- [Excerpt provided]
'''

You can go even further with this in other languages, with things like dependent typing - which can assert (among other interesting properties) that, for example, something like
get_elem_at_index(array, index)
cannot ever have index outside the bounds of the array, but checked statically at compilation time - and this is the key, without knowing a priori what the length of array is.
"In Idris, a length-indexed vector is Vect n a (length n is in the type), and a valid index into length n is Fin n ('a natural number strictly less than n')."
Similar tricks work with division that might result in inf/-inf, to prevent them from typechecking, and more subtle implications in e.g. higher order types and functions
How does that work? If the length of the array is read from stdin for example, it would be impossible to know it at compile time. Presumably this is limited somehow?
If the length is read from outside the program it's an IO operation, not a static variable, but there are generally runtime checks in addition to the type system. Usually you solve this as in the article, with a constructor that checks it - so you'd have something like "Invalid option: length = 5 must be within 0-4" when you tried to create the Fin n from the passed in value
It doesn’t have to be a compile time constant. An alternative is to prove that when you are calling the function the index is always less than the size of the vector (a dynamic constraint). You may be able to assert this by having a separate function on the vector that returns a constrained value (eg. n < v.len()).
One option is dependent pairs, where one value of the pair (in this example) would be the length of the array and the other value is a type which depends on that same value (such as Vector n T instead of List T).
Type-Driven Development with Idris[1] is a great introduction for dependently typed languages and covers methods such as these if you're interested (and Edwin Brady is a great teacher).
If you check that the value is inside the range, and execute some different code if it's not, then congratulations, you now know at compile time that the number you will read from stdin is in the right range.
Not sure about Idris, but in Lean `Fin n` is a struct that contains a value `i` and a proof that `i < n`. You can read in the value `n` from stdin and then you can do `if h : i < n` to have a compile-time proof `h` that you can use to construct a `Fin n` instance.
Dividing a float by zero is usually perfectly valid. It has predictable outputs, and for some algorithms like collision detection this property is used to remove branches.
I think “has predictable outputs” is less valuable than “has expected outputs” for most workloads. Dividing by zero almost always reflects an unintended state, so proceeding with the operation means compounding the error state.
(This isn’t to say it’s always wrong, but that having it be an error state by default seems very reasonable to me.)
This reminds me a bit of a recent publication by Stroustrup about using concepts... in C++ to validate integer conversions automatically where necessary.

'''

- [Exercise task 1] From the thread on dependent typing, write out the passage starting with "One option is" and going on through "the right range.".

- [Given information]
'''

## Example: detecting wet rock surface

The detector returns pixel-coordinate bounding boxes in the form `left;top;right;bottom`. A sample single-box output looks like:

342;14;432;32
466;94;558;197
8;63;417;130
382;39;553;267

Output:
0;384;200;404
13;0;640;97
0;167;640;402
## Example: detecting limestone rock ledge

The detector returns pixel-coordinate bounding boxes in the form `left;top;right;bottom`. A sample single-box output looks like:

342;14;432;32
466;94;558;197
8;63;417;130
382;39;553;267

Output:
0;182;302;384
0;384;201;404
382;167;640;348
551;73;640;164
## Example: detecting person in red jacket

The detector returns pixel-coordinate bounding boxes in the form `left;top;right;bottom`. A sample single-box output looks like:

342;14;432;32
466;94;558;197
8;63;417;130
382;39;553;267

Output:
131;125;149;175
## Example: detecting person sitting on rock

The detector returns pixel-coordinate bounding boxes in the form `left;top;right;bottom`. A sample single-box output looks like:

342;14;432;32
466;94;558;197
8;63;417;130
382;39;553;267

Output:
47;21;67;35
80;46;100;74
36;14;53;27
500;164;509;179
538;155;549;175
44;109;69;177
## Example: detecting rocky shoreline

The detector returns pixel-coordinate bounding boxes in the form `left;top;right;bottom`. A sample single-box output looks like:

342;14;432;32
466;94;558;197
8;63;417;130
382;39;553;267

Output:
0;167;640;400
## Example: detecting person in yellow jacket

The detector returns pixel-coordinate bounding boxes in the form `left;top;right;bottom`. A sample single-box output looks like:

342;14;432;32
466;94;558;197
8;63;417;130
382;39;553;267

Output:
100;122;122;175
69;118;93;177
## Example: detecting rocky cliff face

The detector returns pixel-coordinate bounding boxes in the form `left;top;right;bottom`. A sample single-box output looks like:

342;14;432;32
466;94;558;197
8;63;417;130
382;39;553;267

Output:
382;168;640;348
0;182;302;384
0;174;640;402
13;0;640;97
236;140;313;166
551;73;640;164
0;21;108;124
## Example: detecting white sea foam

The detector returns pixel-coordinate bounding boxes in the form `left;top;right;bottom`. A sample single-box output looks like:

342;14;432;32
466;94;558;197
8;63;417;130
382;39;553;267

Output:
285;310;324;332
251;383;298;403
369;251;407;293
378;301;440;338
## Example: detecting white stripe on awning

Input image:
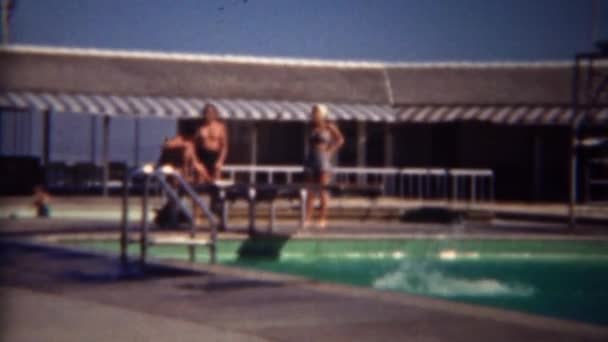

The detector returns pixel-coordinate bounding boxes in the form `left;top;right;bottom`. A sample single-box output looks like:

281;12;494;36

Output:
395;105;608;125
0;91;608;125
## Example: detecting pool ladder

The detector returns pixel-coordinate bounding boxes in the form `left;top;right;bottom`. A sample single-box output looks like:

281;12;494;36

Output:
120;165;217;264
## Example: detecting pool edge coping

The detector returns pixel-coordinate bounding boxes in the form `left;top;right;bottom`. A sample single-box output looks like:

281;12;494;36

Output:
0;239;608;338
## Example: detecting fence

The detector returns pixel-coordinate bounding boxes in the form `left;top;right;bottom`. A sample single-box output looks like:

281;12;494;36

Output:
223;165;494;202
42;163;494;202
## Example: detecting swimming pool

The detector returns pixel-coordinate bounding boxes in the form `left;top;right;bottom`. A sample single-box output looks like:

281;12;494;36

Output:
66;237;608;325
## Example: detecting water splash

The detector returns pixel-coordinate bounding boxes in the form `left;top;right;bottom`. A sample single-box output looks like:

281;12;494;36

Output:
373;260;534;297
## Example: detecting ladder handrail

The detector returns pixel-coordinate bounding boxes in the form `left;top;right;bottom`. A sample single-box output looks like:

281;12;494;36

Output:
120;166;217;263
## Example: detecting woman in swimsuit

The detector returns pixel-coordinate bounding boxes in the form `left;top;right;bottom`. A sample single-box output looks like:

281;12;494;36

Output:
195;104;228;181
304;104;344;229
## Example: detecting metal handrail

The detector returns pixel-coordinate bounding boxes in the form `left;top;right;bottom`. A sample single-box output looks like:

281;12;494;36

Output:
218;165;494;201
120;166;217;263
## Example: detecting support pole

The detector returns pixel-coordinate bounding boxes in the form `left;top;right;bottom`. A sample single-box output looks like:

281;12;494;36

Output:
568;56;580;230
2;0;9;46
300;188;308;229
247;187;256;236
139;175;150;264
384;123;394;167
249;122;258;184
120;171;129;264
533;132;543;202
101;116;110;196
42;110;52;166
133;118;141;167
89;116;97;165
357;121;367;185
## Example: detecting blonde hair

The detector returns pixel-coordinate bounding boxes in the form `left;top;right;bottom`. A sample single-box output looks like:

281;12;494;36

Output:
312;103;328;119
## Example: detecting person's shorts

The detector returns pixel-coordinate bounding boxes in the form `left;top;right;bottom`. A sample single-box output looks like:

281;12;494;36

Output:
196;148;220;174
304;153;332;181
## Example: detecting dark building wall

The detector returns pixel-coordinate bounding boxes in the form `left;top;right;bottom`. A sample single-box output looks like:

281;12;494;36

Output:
395;122;569;201
257;122;305;165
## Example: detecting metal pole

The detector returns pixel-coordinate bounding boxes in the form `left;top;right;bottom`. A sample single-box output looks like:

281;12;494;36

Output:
120;171;129;263
357;121;367;185
300;189;308;229
384;123;394;167
218;189;228;231
568;56;580;229
2;0;12;45
268;200;277;233
133;118;140;166
247;187;256;236
89;116;97;165
42;110;52;166
139;175;150;264
249;122;258;184
101;116;110;196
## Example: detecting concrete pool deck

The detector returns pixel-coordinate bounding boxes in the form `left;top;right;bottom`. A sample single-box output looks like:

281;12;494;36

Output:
0;241;608;341
0;198;608;341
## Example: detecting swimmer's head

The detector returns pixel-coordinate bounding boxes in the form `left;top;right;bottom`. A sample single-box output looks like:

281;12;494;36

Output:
201;103;220;122
310;103;327;124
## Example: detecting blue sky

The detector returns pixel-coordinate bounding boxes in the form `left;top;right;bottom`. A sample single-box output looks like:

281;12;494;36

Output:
5;0;608;61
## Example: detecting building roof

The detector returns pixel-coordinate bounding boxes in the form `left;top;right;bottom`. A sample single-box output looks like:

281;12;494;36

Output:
0;92;608;125
0;45;607;124
0;45;572;105
0;47;389;104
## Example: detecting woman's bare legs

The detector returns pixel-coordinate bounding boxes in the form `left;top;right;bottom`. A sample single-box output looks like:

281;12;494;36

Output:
319;172;330;229
304;180;317;228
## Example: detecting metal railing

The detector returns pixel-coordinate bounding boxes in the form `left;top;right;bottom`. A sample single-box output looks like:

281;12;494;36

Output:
120;166;217;263
223;165;495;202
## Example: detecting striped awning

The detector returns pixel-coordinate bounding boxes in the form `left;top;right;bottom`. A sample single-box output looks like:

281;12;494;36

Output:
0;92;395;122
395;106;608;125
0;92;608;125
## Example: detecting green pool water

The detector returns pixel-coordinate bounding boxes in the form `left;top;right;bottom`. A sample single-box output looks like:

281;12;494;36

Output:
61;238;608;325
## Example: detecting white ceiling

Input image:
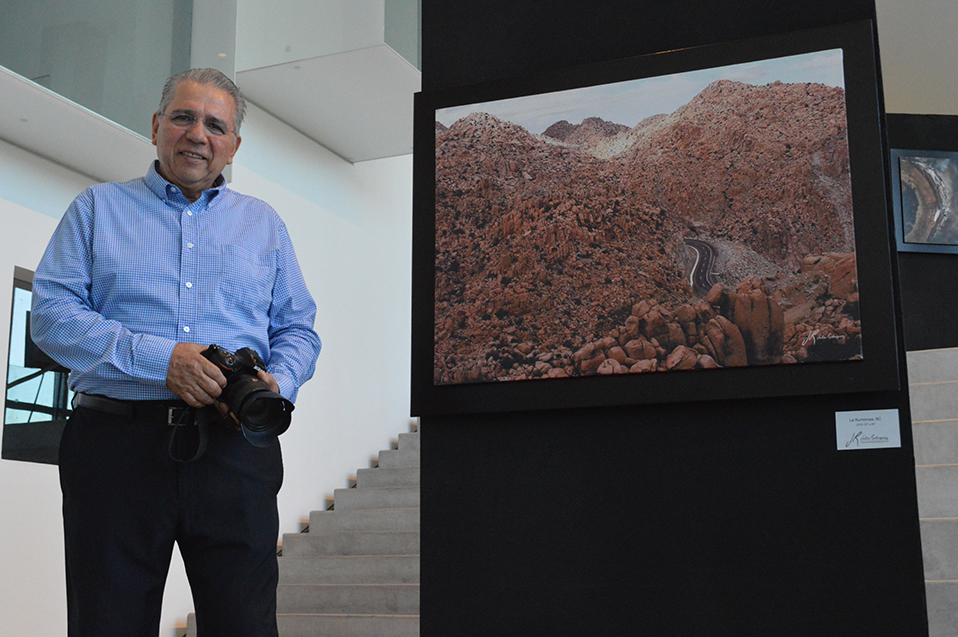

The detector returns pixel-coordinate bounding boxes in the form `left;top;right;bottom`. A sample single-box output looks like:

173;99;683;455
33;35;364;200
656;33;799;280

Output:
236;44;421;163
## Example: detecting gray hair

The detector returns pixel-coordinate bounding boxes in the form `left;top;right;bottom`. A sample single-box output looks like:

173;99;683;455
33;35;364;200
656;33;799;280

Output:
156;69;246;135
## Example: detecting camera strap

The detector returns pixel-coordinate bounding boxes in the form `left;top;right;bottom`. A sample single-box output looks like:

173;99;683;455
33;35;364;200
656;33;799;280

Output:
168;409;210;464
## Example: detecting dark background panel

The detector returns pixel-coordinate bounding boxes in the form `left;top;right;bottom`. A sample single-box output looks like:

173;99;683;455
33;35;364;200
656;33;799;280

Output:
886;113;958;351
422;0;874;91
413;0;927;637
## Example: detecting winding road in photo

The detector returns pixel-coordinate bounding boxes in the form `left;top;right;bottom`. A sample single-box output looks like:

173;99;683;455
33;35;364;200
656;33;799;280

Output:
685;239;717;297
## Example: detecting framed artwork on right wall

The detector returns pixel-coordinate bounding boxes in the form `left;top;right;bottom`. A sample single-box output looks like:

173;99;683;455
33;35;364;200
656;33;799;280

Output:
891;148;958;254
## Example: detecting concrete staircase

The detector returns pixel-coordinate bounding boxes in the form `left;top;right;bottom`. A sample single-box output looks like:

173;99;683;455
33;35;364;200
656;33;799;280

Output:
908;349;958;637
186;430;420;637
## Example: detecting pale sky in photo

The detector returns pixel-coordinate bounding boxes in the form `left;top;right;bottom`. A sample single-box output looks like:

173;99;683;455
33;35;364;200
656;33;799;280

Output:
436;49;845;133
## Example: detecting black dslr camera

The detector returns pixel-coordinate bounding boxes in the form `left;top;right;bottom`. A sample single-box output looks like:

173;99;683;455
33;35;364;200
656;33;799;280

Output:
203;345;293;447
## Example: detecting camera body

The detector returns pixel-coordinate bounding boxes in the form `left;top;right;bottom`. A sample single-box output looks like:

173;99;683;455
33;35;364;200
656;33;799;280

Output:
202;345;293;447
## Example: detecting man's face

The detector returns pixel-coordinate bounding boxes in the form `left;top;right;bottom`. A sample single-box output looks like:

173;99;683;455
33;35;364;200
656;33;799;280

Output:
153;80;241;201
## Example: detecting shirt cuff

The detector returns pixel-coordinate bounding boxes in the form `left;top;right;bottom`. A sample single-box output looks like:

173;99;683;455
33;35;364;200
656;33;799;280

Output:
134;334;177;385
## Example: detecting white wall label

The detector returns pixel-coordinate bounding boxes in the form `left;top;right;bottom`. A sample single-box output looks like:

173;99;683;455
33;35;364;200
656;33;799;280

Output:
835;409;901;451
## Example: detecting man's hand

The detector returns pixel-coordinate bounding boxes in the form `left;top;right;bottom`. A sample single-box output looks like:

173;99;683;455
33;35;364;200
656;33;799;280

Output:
166;343;229;408
256;372;279;394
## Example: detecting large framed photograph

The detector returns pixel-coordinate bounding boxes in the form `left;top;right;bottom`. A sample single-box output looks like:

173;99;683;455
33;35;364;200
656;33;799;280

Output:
891;148;958;254
412;22;899;414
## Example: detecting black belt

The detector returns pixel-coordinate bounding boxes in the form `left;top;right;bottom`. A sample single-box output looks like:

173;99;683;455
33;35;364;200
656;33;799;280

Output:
73;393;196;425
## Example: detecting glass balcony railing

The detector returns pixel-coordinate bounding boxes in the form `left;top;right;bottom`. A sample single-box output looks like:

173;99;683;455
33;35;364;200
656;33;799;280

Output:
0;0;193;138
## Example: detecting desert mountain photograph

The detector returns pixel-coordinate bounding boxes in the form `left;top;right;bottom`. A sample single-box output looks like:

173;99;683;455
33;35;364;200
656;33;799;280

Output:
434;50;862;385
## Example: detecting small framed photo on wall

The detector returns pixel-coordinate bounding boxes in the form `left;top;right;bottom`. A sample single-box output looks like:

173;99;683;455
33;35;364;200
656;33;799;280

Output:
891;148;958;254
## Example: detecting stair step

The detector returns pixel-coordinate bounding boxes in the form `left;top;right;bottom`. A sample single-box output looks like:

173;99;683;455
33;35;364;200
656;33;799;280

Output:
356;467;420;489
309;501;419;533
276;584;419;615
333;487;419;511
283;531;419;557
276;614;419;637
399;433;420;451
379;448;420;469
279;555;419;584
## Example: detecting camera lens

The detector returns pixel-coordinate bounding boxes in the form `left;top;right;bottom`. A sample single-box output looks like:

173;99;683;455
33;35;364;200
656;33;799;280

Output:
240;392;290;435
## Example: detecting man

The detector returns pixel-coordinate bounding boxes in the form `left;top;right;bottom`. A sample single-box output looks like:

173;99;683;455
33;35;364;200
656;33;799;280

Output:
31;69;320;637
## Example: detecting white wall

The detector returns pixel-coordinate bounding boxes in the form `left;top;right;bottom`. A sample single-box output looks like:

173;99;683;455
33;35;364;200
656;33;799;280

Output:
0;141;90;637
0;107;412;637
875;0;958;115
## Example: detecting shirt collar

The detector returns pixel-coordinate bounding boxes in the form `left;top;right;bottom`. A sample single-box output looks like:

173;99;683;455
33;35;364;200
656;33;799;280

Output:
145;159;226;201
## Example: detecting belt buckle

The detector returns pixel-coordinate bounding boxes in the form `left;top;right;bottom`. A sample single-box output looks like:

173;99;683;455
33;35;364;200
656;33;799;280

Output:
166;407;195;427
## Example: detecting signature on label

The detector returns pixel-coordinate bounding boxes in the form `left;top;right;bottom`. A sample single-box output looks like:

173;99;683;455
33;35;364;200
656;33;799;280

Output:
845;431;889;447
802;330;845;347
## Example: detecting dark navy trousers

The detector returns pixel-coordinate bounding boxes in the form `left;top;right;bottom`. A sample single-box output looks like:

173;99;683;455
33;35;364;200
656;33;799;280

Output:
60;407;283;637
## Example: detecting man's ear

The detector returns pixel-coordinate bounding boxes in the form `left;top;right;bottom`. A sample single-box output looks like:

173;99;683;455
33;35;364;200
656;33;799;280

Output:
226;135;243;164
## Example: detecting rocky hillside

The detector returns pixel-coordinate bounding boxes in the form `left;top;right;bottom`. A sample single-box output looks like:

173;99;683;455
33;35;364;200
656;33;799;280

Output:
435;81;861;383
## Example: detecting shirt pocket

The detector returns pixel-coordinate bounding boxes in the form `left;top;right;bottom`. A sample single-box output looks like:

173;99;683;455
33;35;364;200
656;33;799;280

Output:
217;244;276;314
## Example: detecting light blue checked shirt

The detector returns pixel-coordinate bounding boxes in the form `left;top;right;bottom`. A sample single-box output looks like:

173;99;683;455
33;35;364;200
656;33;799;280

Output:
31;163;321;400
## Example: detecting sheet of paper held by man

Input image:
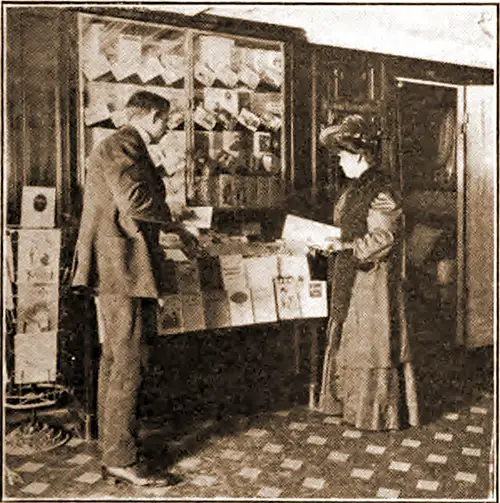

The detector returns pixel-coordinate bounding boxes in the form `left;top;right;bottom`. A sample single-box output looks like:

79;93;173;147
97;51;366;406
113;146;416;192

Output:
281;215;340;248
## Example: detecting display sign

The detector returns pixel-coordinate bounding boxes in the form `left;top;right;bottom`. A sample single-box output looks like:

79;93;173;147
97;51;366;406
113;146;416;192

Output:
21;186;56;228
14;331;57;384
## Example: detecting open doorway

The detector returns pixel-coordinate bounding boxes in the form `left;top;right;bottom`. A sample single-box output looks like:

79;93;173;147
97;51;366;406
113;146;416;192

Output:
398;81;460;344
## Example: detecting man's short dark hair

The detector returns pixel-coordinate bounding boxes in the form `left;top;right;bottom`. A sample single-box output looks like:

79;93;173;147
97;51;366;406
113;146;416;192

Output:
126;91;170;112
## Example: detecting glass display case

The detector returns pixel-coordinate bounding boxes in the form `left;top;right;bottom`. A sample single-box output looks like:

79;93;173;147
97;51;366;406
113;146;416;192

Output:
79;14;285;213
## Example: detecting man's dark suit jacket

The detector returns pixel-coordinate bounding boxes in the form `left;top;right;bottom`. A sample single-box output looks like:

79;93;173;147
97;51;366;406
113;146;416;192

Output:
73;126;171;298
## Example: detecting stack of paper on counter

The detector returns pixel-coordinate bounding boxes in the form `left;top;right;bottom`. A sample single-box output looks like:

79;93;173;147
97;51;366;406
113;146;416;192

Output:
181;292;206;332
175;260;201;294
274;277;304;320
245;255;278;323
14;330;57;384
227;287;254;327
203;290;231;329
111;33;142;81
219;254;247;290
278;255;310;281
282;215;341;248
137;55;164;83
157;294;184;335
299;280;328;318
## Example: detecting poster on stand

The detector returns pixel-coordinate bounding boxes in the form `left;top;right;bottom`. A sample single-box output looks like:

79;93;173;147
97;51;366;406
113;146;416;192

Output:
14;331;57;384
17;229;61;284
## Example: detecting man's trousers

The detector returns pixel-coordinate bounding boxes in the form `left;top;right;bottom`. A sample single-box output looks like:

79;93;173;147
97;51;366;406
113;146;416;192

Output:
97;294;156;467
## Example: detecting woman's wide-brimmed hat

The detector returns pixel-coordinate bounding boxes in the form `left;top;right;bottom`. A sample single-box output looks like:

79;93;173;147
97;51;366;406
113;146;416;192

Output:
319;114;375;153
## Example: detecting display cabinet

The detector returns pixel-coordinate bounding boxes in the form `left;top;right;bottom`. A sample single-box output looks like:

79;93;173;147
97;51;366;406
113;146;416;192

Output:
79;14;286;214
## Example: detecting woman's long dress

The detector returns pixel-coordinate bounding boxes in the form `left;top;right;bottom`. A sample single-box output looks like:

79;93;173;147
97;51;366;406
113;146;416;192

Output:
319;169;418;430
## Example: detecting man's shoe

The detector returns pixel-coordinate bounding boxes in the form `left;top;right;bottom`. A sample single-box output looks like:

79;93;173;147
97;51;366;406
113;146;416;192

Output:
102;465;182;487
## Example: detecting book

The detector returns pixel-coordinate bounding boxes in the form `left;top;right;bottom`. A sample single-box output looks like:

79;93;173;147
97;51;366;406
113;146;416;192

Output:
21;186;56;228
278;255;310;281
250;288;278;323
175;260;201;294
194;61;216;87
137;55;164;83
299;280;328;318
238;65;260;89
157;294;184;335
219;254;247;291
227;285;254;327
198;257;224;291
203;87;238;116
244;255;278;290
181;292;206;332
17;229;61;284
14;330;57;384
203;290;231;329
281;215;341;248
193;105;217;131
274;277;303;320
17;283;59;333
238;108;260;132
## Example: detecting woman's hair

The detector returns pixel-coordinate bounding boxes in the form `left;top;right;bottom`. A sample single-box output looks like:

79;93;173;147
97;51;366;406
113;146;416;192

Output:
319;114;378;164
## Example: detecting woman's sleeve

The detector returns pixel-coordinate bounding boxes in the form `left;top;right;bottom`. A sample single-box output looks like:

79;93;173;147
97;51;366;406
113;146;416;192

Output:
353;192;401;262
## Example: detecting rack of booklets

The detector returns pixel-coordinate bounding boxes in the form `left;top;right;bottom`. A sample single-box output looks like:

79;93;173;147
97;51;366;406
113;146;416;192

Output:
4;186;70;455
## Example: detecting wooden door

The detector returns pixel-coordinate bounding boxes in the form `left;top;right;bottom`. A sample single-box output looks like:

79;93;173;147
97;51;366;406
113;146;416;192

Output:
459;86;497;348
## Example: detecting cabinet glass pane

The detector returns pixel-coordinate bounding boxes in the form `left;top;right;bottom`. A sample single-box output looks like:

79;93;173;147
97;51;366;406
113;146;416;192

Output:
192;34;284;208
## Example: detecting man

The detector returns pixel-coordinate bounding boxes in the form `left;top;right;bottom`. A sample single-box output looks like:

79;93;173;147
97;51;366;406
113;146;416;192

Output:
73;91;194;485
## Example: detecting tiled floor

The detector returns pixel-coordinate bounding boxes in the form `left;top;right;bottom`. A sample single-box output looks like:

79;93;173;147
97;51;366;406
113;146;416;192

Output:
5;300;495;501
6;393;493;500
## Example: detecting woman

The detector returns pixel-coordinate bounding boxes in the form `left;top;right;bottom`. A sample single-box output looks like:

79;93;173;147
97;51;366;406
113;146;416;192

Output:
319;115;418;430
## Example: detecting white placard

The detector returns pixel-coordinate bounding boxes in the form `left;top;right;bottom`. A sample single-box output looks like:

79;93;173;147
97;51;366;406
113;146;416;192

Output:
17;229;61;283
21;186;56;228
14;331;57;384
281;215;341;248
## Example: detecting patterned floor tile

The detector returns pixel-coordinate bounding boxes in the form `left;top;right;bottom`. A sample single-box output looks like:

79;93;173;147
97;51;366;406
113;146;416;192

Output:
17;461;44;473
462;447;481;458
302;477;325;490
455;472;477;484
401;438;422;449
377;487;401;499
426;454;448;465
280;458;304;471
327;451;350;463
67;454;93;465
417;480;439;491
465;425;484;434
245;428;268;438
307;435;326;445
323;416;342;424
220;449;245;461
288;422;309;431
351;468;374;480
66;437;85;447
75;472;102;484
238;467;262;480
21;482;50;496
262;443;283;454
257;487;283;499
366;444;387;456
342;430;363;438
470;407;488;416
177;458;201;470
389;461;411;472
191;475;217;487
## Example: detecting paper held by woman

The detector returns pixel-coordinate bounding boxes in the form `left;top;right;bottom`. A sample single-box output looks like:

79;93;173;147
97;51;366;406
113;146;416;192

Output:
281;215;340;248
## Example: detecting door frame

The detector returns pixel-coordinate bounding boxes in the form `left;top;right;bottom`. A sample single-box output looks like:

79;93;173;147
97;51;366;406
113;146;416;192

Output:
393;75;467;347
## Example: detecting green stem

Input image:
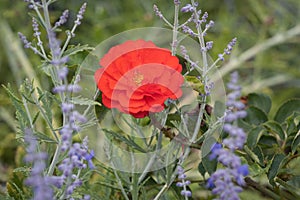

'''

- [Exercise task 2] Put the lines of the records into a JSON list of strings, one string per line and no blank lines, starting with the line with "## Example: detecting woman's bare legs" and going on through the line with "223;165;495;202".

- [Task answer 1]
One option is dependent pairs, where one value of the pair (in this example) would be the length of the array and the other value is a type which depends on that same value (such as Vector n T instead of List T).
Type-Driven Development with Idris[1] is a great introduction for dependently typed languages and covers methods such as these if you're interested (and Edwin Brady is a great teacher).
If you check that the value is inside the range, and execute some different code if it's not, then congratulations, you now know at compile time that the number you will read from stdin is in the right range.

- [Task answer 2]
[
  "## Example: detecting woman's bare legs",
  "The detector returns pixel-coordinate bounding boxes in the form `left;top;right;bottom`. A sample single-box output looks like:",
  "281;12;494;36",
  "Output:",
  "319;172;330;229",
  "304;180;317;228",
  "## Example: detecting metal railing",
  "The detector returns pixel-coordinate bounding boxes in the form `left;top;right;bottom`. A sample single-box output looks like:",
  "281;12;494;36",
  "Output:",
  "120;166;217;263",
  "223;165;495;202"
]